== Aim of the exercise ==
Nothing but the lines from the one containing "Where is the white" through the last line of the records below should be written out, each exactly as it stands.

== Working data ==

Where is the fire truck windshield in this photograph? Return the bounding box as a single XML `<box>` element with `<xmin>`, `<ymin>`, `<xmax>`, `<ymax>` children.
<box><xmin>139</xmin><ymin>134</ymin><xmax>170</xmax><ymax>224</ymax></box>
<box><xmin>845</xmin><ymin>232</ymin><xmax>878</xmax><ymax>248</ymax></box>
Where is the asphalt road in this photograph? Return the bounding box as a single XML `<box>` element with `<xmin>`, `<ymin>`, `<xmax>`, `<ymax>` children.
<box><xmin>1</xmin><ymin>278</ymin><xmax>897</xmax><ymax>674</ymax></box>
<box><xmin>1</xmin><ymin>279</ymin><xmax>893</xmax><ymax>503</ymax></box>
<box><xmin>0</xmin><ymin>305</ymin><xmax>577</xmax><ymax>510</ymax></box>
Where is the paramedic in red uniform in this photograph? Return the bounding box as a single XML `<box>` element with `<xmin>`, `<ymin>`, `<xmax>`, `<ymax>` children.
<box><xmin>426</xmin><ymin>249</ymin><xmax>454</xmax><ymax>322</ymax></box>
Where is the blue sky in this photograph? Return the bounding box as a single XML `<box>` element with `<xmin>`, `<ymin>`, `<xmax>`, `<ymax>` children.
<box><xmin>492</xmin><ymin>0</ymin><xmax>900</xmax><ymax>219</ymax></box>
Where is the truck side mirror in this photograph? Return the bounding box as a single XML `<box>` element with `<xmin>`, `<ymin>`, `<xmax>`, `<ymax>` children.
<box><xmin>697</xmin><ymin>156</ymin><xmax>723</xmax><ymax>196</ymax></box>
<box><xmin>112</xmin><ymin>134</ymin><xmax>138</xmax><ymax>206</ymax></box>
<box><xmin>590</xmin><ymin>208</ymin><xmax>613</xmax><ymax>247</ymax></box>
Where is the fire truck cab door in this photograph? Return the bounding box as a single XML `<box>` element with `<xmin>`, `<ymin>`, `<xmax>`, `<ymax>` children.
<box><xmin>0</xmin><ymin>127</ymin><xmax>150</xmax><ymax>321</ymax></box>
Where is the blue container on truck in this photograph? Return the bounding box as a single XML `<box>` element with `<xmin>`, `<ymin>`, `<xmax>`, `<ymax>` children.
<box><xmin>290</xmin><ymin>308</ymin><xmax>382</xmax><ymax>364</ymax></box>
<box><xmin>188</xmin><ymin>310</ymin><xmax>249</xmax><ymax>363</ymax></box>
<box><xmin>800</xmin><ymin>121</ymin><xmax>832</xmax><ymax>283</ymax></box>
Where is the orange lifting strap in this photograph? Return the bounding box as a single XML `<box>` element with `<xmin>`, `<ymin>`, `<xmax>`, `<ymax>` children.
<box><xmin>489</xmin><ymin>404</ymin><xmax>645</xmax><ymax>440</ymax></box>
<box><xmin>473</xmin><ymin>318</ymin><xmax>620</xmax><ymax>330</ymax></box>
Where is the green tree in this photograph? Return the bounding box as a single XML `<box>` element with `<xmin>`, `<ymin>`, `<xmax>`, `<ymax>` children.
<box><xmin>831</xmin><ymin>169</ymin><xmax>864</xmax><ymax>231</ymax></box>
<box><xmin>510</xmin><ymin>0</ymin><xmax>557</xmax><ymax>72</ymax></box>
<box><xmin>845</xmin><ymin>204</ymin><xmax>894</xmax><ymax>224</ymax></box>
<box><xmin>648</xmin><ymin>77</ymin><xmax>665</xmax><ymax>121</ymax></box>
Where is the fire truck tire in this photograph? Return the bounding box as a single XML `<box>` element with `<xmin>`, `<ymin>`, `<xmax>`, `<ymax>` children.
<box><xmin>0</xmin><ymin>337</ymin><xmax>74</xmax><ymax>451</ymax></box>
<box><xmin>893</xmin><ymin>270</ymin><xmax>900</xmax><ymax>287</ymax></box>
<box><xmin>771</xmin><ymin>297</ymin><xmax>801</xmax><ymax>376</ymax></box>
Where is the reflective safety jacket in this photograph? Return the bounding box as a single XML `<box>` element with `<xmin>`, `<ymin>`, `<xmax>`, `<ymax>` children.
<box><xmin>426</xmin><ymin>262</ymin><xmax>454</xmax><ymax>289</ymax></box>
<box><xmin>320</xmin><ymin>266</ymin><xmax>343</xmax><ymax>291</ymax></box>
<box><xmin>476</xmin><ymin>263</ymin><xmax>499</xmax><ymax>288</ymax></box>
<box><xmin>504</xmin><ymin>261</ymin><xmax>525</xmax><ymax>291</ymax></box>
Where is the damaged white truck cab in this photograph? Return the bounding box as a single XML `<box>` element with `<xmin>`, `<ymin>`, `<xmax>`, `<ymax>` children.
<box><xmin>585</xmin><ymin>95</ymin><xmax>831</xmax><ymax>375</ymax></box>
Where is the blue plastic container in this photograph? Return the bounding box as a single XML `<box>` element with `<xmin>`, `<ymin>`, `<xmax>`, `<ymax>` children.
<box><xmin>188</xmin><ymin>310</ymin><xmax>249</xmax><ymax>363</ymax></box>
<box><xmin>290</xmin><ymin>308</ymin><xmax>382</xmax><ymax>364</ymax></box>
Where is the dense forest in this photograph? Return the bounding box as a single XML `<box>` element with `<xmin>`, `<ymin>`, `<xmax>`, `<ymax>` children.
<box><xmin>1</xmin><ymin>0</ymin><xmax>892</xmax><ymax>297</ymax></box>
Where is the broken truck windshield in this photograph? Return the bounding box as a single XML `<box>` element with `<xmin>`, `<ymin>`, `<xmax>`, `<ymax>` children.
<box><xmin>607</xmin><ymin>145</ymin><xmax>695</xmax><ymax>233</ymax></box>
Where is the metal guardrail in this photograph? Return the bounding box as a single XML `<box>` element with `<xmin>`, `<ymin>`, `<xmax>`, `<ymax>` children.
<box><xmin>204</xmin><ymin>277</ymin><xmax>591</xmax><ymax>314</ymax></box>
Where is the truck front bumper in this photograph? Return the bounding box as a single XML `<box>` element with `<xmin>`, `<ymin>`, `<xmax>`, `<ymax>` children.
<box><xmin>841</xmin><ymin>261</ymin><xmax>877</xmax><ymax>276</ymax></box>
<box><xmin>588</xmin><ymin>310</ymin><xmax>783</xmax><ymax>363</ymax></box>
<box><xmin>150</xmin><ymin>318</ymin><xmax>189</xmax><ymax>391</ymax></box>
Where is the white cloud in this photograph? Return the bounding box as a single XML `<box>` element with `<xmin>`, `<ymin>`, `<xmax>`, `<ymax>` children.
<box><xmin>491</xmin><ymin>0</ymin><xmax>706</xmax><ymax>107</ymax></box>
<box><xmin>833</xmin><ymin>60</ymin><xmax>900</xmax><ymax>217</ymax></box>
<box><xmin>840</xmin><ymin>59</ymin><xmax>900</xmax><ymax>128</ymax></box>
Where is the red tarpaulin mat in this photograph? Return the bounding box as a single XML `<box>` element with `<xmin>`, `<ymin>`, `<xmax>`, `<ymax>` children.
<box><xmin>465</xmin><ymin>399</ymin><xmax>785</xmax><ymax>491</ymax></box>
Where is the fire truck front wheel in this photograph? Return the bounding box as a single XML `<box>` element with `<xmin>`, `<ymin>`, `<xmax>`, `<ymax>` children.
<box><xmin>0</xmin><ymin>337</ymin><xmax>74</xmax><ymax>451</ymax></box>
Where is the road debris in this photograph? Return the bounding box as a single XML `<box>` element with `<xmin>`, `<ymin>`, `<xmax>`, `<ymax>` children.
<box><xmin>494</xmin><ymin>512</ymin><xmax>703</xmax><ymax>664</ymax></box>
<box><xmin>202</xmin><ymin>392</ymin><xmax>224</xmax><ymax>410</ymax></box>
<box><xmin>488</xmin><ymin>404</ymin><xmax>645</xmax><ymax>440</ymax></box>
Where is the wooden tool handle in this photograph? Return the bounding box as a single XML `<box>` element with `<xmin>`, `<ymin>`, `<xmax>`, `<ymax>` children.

== Worked solution ==
Where is the white cloud in this photograph? Return the bounding box as a single XML `<box>` element with `<xmin>`, `<ymin>`, `<xmax>`, `<ymax>` children.
<box><xmin>491</xmin><ymin>0</ymin><xmax>706</xmax><ymax>107</ymax></box>
<box><xmin>833</xmin><ymin>60</ymin><xmax>900</xmax><ymax>217</ymax></box>
<box><xmin>840</xmin><ymin>59</ymin><xmax>900</xmax><ymax>128</ymax></box>
Where is the red tarpaulin mat in this photograph? Return the bounding box as a single XML `<box>` element with `<xmin>`, `<ymin>`, `<xmax>`, `<ymax>` children.
<box><xmin>465</xmin><ymin>399</ymin><xmax>785</xmax><ymax>491</ymax></box>
Where is the fire truck front wheel in this photograph? Return the bounding box as a single XML `<box>` element with `<xmin>`, `<ymin>`, `<xmax>`, `<ymax>` children.
<box><xmin>0</xmin><ymin>337</ymin><xmax>74</xmax><ymax>451</ymax></box>
Where is the road debris in this photograph? Return the bounding box as a single XML `<box>` element with `<xmin>`, `<ymin>`, `<xmax>`, `<ymax>` children.
<box><xmin>494</xmin><ymin>512</ymin><xmax>703</xmax><ymax>664</ymax></box>
<box><xmin>202</xmin><ymin>392</ymin><xmax>224</xmax><ymax>410</ymax></box>
<box><xmin>488</xmin><ymin>404</ymin><xmax>645</xmax><ymax>440</ymax></box>
Where is the wooden tool handle in this photograph? Return the bounding box as a single XML `<box>` element with `<xmin>`, `<ymin>`, `<xmax>`, `<ymax>` children.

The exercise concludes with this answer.